● TEXTO FORNECIDO:
◆ ◆ ◆

Se a horta pariu um monstro? O monstro cresceu-se Portugal? E Portugal defecou na horta?

e eu acho que ...

... isto já merecia um enquete
lenha para a fogueira
(ou de comment a post)

ó meus caros amigos a quem nunca faltou educação nem sustento
(nem umas viagenzitas pelos trópicos ou pela neve, se calhar, eh, eh)

tudo é MELHOR do que o que lá está neste momento.

a arquitectura é

a densidade urbana TENEBROSA

o nível de impermeabilização do solo é de 100%!

o espaço público AUSENTE

a especulação deu MUITO LUCRO

aquilo NÃO É CIDADE

pelo menos, nas hortas, havia alguma biodiversidade!

e, desculpem lá, permito-me duvidar que os vossos filhos prefiram o shopingue a umas corridas no meio das ervas daninhas e das couves, à falta de um parque ou de um outro lugar decente para brincar.

um dia (até a nós) isto teria de acontecer

Enfim, reconheçamos que até um inocente tópico, vestido de fotografias aéreas, pode ele também espoletar a cisão num grupo tão unido quanto esta olivalesca tribo. Sejamos agora corajosos e frontais, antes que tudo isto se transforme numa batalha campal (bem à moda dos olivais) de onde voarão as palavras aguçadas e as inconfidências desagradáveis, e assumamos que estamos perante duas facções que no âmago do projecto do nosso bairro jamais verão os seus pontos de vista conciliados.

◆ ◆ ◆

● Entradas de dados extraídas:
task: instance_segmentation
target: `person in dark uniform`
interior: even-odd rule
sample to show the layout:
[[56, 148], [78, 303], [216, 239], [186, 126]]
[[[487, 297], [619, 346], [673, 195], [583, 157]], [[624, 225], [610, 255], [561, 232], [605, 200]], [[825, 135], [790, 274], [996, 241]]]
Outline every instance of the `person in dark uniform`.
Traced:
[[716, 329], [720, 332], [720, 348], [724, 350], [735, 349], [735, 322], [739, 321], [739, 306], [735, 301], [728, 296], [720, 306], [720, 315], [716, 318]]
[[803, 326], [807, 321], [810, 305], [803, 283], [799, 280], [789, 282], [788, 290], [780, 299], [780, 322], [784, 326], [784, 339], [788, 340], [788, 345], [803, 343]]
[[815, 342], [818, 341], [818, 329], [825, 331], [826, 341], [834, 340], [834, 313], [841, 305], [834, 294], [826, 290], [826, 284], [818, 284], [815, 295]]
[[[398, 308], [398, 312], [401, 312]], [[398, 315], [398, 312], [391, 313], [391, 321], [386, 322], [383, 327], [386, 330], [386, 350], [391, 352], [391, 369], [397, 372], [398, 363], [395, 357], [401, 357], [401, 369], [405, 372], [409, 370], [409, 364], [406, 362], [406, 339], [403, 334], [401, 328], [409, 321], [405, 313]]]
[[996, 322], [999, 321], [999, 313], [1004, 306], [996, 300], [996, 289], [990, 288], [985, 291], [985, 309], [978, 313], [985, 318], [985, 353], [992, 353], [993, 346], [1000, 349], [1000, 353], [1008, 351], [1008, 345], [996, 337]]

◆ ◆ ◆

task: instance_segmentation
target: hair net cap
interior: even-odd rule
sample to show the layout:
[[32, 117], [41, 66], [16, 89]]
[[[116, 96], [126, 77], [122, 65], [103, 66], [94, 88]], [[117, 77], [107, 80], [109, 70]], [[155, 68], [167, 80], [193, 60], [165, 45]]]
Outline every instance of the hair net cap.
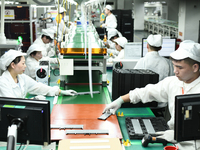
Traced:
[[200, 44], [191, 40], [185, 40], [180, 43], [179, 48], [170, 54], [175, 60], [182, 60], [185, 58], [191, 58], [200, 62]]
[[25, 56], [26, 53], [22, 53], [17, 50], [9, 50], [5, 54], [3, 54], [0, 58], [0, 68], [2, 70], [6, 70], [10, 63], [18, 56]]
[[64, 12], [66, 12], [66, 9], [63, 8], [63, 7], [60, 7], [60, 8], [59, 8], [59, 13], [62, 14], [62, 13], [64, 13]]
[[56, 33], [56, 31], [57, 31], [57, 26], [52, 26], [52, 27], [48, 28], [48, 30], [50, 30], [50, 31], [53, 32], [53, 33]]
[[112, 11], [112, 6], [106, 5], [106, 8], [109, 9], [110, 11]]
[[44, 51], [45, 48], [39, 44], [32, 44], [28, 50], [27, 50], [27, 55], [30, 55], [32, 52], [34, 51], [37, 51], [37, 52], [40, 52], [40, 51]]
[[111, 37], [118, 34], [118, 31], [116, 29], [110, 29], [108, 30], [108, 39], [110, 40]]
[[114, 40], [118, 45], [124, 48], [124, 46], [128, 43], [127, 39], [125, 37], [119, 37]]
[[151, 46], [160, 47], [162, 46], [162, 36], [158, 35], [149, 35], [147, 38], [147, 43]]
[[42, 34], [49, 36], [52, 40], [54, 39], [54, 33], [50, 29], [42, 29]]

◆ ◆ ◆

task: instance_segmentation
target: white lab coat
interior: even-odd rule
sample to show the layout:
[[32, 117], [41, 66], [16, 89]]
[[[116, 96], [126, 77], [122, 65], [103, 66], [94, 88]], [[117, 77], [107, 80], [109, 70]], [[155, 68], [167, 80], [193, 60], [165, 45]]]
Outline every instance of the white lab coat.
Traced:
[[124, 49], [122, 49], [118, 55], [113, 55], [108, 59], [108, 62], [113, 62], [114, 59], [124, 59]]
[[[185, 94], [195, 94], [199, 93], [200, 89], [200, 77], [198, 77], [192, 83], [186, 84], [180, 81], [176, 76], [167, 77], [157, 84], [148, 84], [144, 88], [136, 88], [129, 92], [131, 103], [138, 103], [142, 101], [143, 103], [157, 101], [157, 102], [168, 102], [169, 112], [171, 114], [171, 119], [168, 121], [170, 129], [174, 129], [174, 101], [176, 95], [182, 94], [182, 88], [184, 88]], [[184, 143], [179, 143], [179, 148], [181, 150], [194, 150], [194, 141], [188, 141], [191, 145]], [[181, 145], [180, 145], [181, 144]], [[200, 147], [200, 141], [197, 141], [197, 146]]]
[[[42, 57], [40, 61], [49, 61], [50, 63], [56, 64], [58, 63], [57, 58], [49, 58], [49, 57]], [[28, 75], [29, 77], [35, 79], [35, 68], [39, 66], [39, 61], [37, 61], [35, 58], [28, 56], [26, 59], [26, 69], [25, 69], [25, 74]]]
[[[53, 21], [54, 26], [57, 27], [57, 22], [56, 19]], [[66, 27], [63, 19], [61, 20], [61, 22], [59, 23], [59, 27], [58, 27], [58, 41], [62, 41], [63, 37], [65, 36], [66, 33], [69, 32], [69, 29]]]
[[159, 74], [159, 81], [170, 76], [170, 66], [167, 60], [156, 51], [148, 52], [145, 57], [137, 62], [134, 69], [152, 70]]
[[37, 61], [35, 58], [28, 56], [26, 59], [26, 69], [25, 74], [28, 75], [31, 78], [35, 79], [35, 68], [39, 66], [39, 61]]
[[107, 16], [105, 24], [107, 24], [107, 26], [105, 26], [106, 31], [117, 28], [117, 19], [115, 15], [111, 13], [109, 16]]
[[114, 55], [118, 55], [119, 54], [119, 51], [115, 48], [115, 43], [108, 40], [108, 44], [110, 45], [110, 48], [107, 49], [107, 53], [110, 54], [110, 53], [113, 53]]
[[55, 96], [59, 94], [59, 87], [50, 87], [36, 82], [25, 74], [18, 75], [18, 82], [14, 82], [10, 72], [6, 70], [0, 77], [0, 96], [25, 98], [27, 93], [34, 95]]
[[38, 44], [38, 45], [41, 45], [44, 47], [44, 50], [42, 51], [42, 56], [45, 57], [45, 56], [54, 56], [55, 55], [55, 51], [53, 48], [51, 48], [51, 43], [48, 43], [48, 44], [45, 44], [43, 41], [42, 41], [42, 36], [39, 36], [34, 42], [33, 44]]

◆ ◆ ◆

● O QUE FAZER:
Responda a estas perguntas sobre o texto fornecido:
1. Qual é o nível de impermeabilização do solo indicado?
2. O que havia, pelo menos, nas hortas?
3. Perante quantas facções se diz que estamos?
Responda só com o que está no texto.

● RESOLUÇÃO:
1. 100%.
2. Alguma biodiversidade.
3. Duas.